#### Input data ####
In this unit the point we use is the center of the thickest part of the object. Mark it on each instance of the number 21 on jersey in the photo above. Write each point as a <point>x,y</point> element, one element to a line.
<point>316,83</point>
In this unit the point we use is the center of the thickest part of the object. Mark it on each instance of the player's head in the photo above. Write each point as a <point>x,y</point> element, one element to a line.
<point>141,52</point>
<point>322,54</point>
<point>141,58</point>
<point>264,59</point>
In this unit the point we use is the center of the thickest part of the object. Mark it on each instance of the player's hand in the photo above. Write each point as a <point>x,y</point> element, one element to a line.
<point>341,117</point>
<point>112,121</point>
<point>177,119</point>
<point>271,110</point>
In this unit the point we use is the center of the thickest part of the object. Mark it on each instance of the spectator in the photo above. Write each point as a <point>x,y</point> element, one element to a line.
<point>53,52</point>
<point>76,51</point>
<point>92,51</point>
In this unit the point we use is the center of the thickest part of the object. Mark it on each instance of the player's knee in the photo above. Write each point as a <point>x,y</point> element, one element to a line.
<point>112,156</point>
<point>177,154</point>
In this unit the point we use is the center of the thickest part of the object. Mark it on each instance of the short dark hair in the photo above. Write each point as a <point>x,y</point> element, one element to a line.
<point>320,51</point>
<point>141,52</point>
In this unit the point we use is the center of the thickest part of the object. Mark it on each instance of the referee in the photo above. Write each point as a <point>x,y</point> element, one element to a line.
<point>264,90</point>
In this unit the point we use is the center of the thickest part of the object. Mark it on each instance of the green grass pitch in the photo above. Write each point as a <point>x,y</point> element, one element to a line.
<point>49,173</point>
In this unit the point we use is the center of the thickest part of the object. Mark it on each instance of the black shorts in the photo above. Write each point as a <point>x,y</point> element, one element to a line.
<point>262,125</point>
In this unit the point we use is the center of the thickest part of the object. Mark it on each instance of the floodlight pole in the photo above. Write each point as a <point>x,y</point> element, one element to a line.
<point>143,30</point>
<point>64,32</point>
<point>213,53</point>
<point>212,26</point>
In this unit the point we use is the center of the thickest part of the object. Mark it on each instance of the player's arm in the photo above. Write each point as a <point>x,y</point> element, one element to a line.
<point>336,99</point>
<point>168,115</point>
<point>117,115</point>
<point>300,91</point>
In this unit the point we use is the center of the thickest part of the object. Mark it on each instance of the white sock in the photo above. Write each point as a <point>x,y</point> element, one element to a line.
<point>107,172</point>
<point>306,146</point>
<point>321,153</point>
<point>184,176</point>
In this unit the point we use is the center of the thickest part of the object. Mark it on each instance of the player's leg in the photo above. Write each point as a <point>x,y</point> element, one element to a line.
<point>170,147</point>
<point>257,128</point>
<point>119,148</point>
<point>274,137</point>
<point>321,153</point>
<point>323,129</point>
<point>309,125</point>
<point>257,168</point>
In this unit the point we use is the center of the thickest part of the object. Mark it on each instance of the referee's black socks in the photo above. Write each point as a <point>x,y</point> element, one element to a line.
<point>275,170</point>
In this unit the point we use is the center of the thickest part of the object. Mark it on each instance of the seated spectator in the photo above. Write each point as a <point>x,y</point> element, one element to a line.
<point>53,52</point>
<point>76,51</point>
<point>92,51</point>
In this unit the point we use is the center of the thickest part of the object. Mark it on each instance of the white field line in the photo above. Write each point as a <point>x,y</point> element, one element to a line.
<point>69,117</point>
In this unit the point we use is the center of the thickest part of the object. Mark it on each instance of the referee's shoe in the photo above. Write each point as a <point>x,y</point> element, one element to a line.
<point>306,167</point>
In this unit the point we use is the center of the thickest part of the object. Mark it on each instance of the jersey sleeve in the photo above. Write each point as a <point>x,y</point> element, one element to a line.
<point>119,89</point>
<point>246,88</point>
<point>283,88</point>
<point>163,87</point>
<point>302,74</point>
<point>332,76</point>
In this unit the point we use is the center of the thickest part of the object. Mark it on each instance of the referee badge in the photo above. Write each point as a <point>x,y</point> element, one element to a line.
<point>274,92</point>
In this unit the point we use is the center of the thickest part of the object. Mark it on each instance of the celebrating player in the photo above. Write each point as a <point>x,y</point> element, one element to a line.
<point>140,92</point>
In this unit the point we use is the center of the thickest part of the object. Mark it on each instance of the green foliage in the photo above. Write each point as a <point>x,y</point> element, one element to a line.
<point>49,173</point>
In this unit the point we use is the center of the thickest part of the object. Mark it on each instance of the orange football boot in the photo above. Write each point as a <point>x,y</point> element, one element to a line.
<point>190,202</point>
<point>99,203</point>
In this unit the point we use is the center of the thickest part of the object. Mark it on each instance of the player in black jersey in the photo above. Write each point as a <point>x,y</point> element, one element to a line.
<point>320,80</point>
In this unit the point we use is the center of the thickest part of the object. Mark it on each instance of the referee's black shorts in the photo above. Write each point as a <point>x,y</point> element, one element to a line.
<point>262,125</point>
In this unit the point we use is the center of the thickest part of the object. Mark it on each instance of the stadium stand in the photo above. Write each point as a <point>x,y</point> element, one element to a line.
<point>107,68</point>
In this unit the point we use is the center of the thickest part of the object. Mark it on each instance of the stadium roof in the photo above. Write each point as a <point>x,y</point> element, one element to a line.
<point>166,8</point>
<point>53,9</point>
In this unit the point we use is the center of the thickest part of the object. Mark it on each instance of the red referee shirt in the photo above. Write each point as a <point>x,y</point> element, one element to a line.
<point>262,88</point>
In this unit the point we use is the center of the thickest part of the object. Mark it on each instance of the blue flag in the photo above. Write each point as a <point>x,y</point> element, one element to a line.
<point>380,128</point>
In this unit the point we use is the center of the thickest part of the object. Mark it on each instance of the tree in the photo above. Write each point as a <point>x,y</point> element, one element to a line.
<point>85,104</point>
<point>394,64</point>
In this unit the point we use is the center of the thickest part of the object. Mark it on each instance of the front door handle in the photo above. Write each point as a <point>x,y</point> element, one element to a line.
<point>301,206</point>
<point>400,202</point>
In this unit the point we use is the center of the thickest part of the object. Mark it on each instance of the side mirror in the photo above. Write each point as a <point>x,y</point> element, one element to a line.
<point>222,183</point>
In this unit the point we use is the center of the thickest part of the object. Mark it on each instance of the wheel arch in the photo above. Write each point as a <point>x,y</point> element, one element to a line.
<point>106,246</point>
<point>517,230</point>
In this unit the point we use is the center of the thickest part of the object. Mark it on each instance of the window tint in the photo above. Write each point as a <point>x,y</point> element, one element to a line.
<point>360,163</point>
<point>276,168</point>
####
Copy every record exactly, leaving each line intact.

In this unit the point we use is the center of the thickest part of the object. Mark it on each instance of the number 21 on jersey in the photo above. Write each point as a <point>x,y</point> element, one element to a line.
<point>316,83</point>
In this unit the point we use is the center of the thickest part of the object. Mark it on each instance of the player's head in the photo above. Write each point as a <point>x,y</point> element, one element to a line.
<point>141,52</point>
<point>322,54</point>
<point>141,58</point>
<point>264,59</point>
In this unit the point we use is the center of the thickest part of the object. Mark it on each instance of the player's hand in the photo above. Write each point as a <point>x,y</point> element, one element to a line.
<point>341,117</point>
<point>112,121</point>
<point>177,119</point>
<point>271,110</point>
In this unit the point we use is the center of the thickest part of the object. Mark it on each instance of the spectator in the photo above. Write each point as a <point>x,y</point> element, one element to a line.
<point>53,52</point>
<point>76,51</point>
<point>92,51</point>
In this unit the point we use is the center of the thickest part of the object. Mark it on each instance of the player's knee in the photo above. Write each point as a <point>x,y</point> element, one element to a line.
<point>112,156</point>
<point>177,154</point>
In this unit the point we use is the center of the thickest part of the object. Mark it on each instance of the short dark hair in the photo above. Write each point as a <point>x,y</point> element, one element to a line.
<point>320,51</point>
<point>141,52</point>
In this unit the point we use is the center of the thickest part of the object. Mark it on each instance of the referee in the photo above. Write each point as a <point>x,y</point> element, one element to a line.
<point>264,90</point>
In this unit the point we use is the center of the thickest part of the object. Mark it on each instance of the green grass pitch in the photo above. Write each point as a <point>x,y</point> element, one element to a line.
<point>49,173</point>
In this unit the point we use is the center of the thickest part of the object. Mark it on each instance of the black shorts in the photo above. Write each point as a <point>x,y</point> element, one element to a line.
<point>262,125</point>
In this unit the point we use is the center of the thickest part of the object. Mark it on each instance of the floodlight pole in the photo above. Write each point as a <point>x,y</point> element, one element to a line.
<point>143,30</point>
<point>64,32</point>
<point>213,53</point>
<point>212,26</point>
In this unit the point we use is the center of the thickest part of the object. Mark it on each instance of the player's arm in the photo above. Write each point as a <point>x,y</point> element, one element to a line.
<point>336,99</point>
<point>168,115</point>
<point>117,115</point>
<point>300,91</point>
In this unit the point we use is the center of the thickest part of the object. Mark it on each instance of the white sock in the photo above. Write each point as a <point>x,y</point> element, one element to a line.
<point>107,172</point>
<point>306,146</point>
<point>321,153</point>
<point>184,176</point>
In this unit the point we use is the center of the thickest part of the object. Mark it on each instance of the player's leg in the photo above. Write each point as a <point>x,y</point> element, one element to a line.
<point>170,147</point>
<point>257,128</point>
<point>119,148</point>
<point>274,137</point>
<point>321,153</point>
<point>323,129</point>
<point>309,125</point>
<point>257,168</point>
In this unit the point we use is the center of the thickest part of the object. Mark it on each instance of the referee's black socks in the photo above. Write each point as a <point>x,y</point> element, one element to a line.
<point>275,170</point>
In this unit the point we use is the center of the thickest part of the object. Mark it on each instance of the seated spectator in the photo above. Write each point as a <point>x,y</point> element, one element to a line.
<point>53,52</point>
<point>76,51</point>
<point>92,51</point>
In this unit the point we use is the center of the thickest part of the object. Mark it on each instance of the white field line in the photo above. Write each point as a <point>x,y</point> element, one element to a line.
<point>69,117</point>
In this unit the point we use is the center of the thickest part of the object. Mark it on each instance of the referee's shoe in the photo above. Write each point as a <point>x,y</point> element, one element to a line.
<point>306,167</point>
In this unit the point we use is the center of the thickest part of the object. Mark it on each instance of the jersey sleeve in the photo above. Write each point as a <point>x,y</point> element, one element to a line.
<point>119,89</point>
<point>246,88</point>
<point>283,88</point>
<point>163,87</point>
<point>302,74</point>
<point>332,76</point>
In this unit the point we use is the center of the thickest part of the object. Mark it on each instance of the referee badge in the photo above. Write each point as a <point>x,y</point> element, one element to a line.
<point>274,92</point>
In this unit the point we use is the center of the thickest part of the object. Mark it on each instance of the celebrating player in the photo above. Write each point as a <point>x,y</point> element, one element to a line.
<point>140,92</point>
In this unit the point we use is the center of the thickest part of the object. Mark it on each instance of the green foliage in the photo above. Write each point as a <point>x,y</point> element, one element to a line.
<point>49,173</point>
In this unit the point we use is the center of the thickest part of the object. Mark it on each instance of the orange football boot in the photo above. Write each point as a <point>x,y</point> element, one element to a line.
<point>190,202</point>
<point>99,203</point>
In this unit the point we use is the center of the thickest part of the object. Mark it on each instance of the player in black jersey in the photo above. Write each point as a <point>x,y</point> element, one element to a line.
<point>320,80</point>
In this unit the point we use is the center of the thickest part of the object. Mark it on each instance of the referee's black shorts in the photo above. Write each point as a <point>x,y</point> element, one element to a line.
<point>262,125</point>
In this unit the point we use is the center of the thickest part of the object. Mark it on each instance of the stadium stand in the photo above. Write each point as a <point>x,y</point> element, one element to a line.
<point>107,68</point>
In this unit the point we use is the center of the thickest part of the object. Mark it on each instance of the stadium roof in the photo above. Write each point as a <point>x,y</point> element, one element to a line.
<point>166,8</point>
<point>53,9</point>
In this unit the point we use is the center of the thickest part of the object. Mark it on each instance of the red referee shirt in the photo above. Write each point as a <point>x,y</point> element, one element to a line.
<point>262,88</point>
In this unit the point we use is the center of the thickest part of the object. Mark it on each instance of the blue flag in the photo above. Write each point as a <point>x,y</point> element, one element to a line.
<point>380,128</point>
In this unit the point we use is the center of the thickest part of the object. Mark it on each instance of the tree in the photo above. Write each point as a <point>x,y</point> element, one element to a line.
<point>85,104</point>
<point>394,64</point>
In this unit the point we use is the center of the thickest part of the object. Mark it on each instance of the front door handle in the photo above. Write each point as a <point>x,y</point> element, one element to a line.
<point>301,206</point>
<point>400,202</point>
In this unit the point we use is the center of the thickest part of the object. Mark it on each instance of the side mirror in the photo above. Write each point as a <point>x,y</point> element, one element to a line.
<point>222,183</point>
In this unit the point we use is the center of the thickest part of the object. Mark it on each instance of the wheel arch in the photo above. Write each point as a <point>x,y</point> element, one element to a line.
<point>106,246</point>
<point>517,230</point>
In this unit the point we use is the center of the thickest part of the object. Mark it on each instance of the window tint in the photo above. Write each point as a <point>x,y</point> element, one element to a line.
<point>360,163</point>
<point>276,168</point>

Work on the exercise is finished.